**Задания**
1. Сократите абзац из отрывка об Ивинском разливе, начинающийся словами «На огромные пространства». Сохраните его основные факты.
2. Продолжите воспоминания об Ивинском разливе с того места, где обрывается отрывок.

**Избранный отрывок**

════════════════════

Впервые, с компанией друзей, я попал на это водохранилище уже на второй год после его затопления. Мы тогда спустились в него по реке Муромле. И открылась нам совершенно необычайная картина затопленных водою огромных массивов лесов и болот, бурно зарастающих всевозможной водной растительностью. Мы проплывали на лодке среди уже погибших или умирающих деревьев: сосен, берёз, могучих осин и когда-то нарядных ёлок, ольшин и кустов ивняка, отчаянно цепляющихся за каждый сухой клочок земли. С трудом угадывая в низовье русло реки, мы недоумевали, – почему же эти, хотя и не корабельные леса нельзя было своевременно вырубить и вывезти для переработки. Или стране уже не нужна была древесина? Но, видимо, важней было отрапортовать о досрочном завершении строительства и пуска «Подпорожской ГЭС». Ведь дешёвая электроэнергия нужна была Ленинградской области и Карелии. Это уже значительно позже экологи и учёные доказали, что нет ничего дороже для страны, чем та самая – «дешёвая» гидроэлектроэнергия.

На огромные пространства мелких, хорошо прогреваемых солнцем водных угодий, со Свири и Онежского озера устремились огромные массы всевозможной рыбы. Новый большой водоём оказался на трассе Великого Северного Морского Пути перелётных птиц, и они сразу оценили его не только как надёжную транзитную остановку, но и как новое место для гнездования. Прекрасная кормовая база, труднодоступность и хорошая природная защищённость угодий создали отличные условия для размножения водоплавающей птицы самых разных пород. Поэтому в течение первого десятилетия существования Ивинского разлива за ним закрепилась слава добычливых охотничьих и рыболовных угодий. Весь этот бурный взлёт и затем медленное падение я наблюдал собственными глазами, наезжая туда компанией, или в одиночку долгие годы вёснами и осенями. Прекрасная незабываемая охота и рыбалка на этом непростом водоёме оставила в памяти много ярких впечатлений, о которых и захотелось теперь рассказать.

════════════════════

**Исходные данные**
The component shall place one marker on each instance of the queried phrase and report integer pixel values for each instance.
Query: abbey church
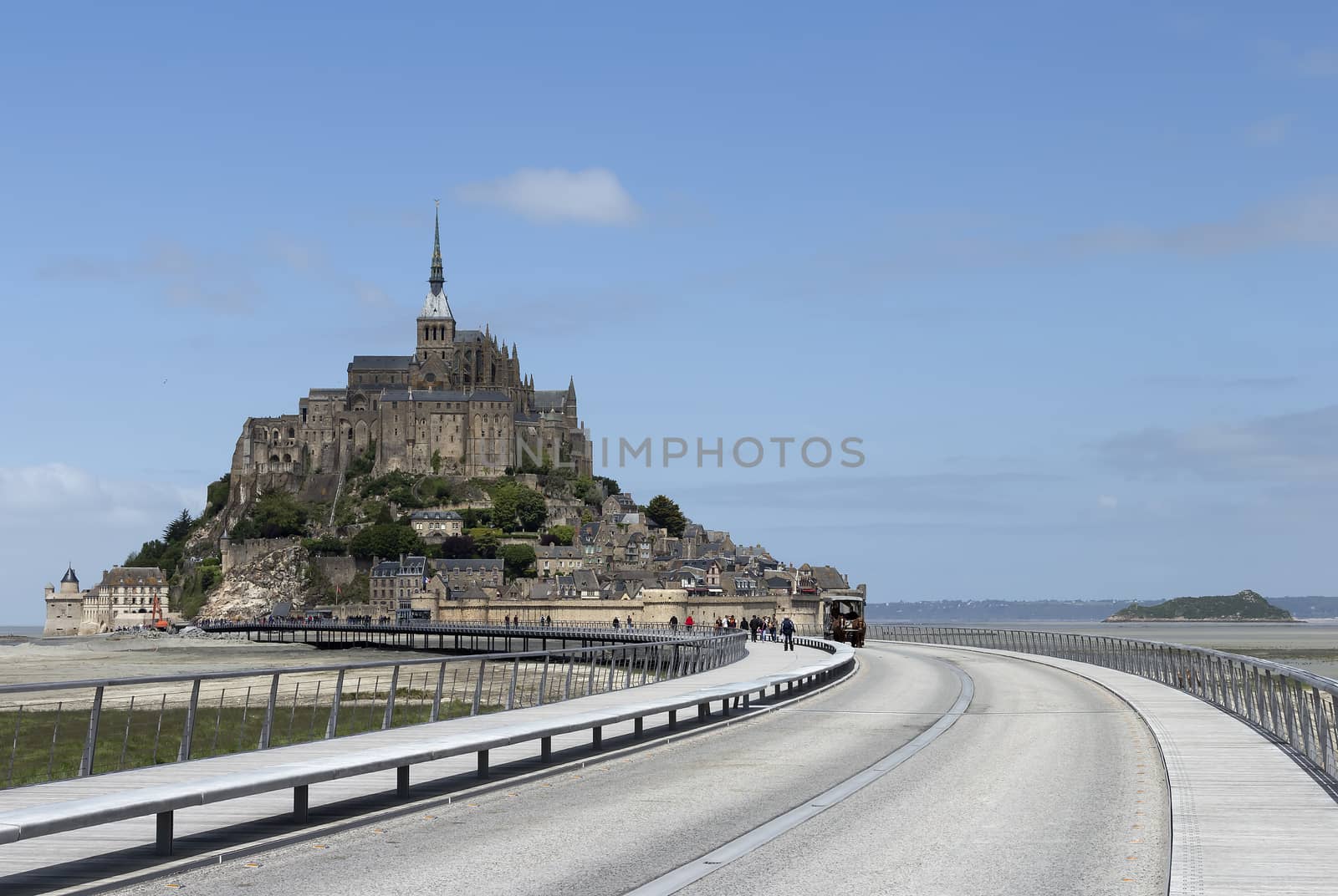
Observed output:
(458, 405)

════════════════════

**Ответы к заданиям**
1. Мелкие, хорошо прогреваемые воды нового водоёма привлекли множество рыбы со Свири и Онежского озера. Разлив оказался на пути перелётных птиц. Они стали использовать его и как остановку, и как место для гнездования: здесь были богатая кормовая база, труднодоступность и природная защищённость. Поэтому в первое десятилетие Ивинский разлив прославился как добычливое место для охоты и рыбалки. Автор много лет приезжал туда вёснами и осенями, один или с компанией. Он видел сначала бурный расцвет этих угодий, а затем их медленный упадок. Яркие впечатления от охоты и рыбалки побудили его об этом рассказать.

2.
Или хотя бы о некоторых из них…

Дикая рыба и рубленые рыжички

Об этом писали тогда все газеты: – в Северо-западное энергетическое кольцо страны включилась ещё одна ГЭС – Подпорожская. Но это было не всё. Поднятый плотиной уровень воды в реке Свирь надёжно закрыл коварные пороги в верхней части реки, предоставив возможность судоходства для кораблей типа «река – море». Открывался в полном объёме Волго-Балтийский водный путь, и Москва становилась портом пяти морей. Страна ликовала. Меня и моих друзей охотников тоже взволновало это событие, но совершенно по другим причинам. У нас уже хватало знаний и опыта, чтобы понять – такой, большой водоём, да ещё в удачно расположенном месте и недалеко от Ленинграда, наверняка привлечёт к себе не только рыбу и птицу, но и желающих всё это в первую очередь получить. И нам захотелось быть в числе первых.

Компания подобралась, что надо – две молодые супружеские пары, и два холостяка. Все мужчины – заядлые охотники и рыболовы. Даже жёны не чурались брать в руки рыболовные снасти. Немного поломали головы, как туда попасть. Ведь ещё ни карт, ни других источников информации о районе затопления не было. Помог один знакомый геолог, работавший ранее в этих местах, разработал нам маршрут. Добирались долго и трудно и, в конце концов, попали в деревню Кушлега на реке Муромле. По ней мы и рассчитывали спуститься к разливу.

Эта маленькая деревенька произвела на нас тягостное впечатление своим жутким захолустьем, отсутствием даже самых элементарных житейских благ. Жители – в основном дети и старики, а мужчины на заработках кто где, но в основном в леспромхозе. С трудом нашли неуклюжую старую лодку. Отдавали нам её в пользование лишь при условии хорошего ремонта нашими силами, а мы к этому были не готовы. Пока нашли нужный инструмент и материалы, пока чинили – прошло два дня. Наконец, наш ковчег готов, и мы трогаемся в неизвестность.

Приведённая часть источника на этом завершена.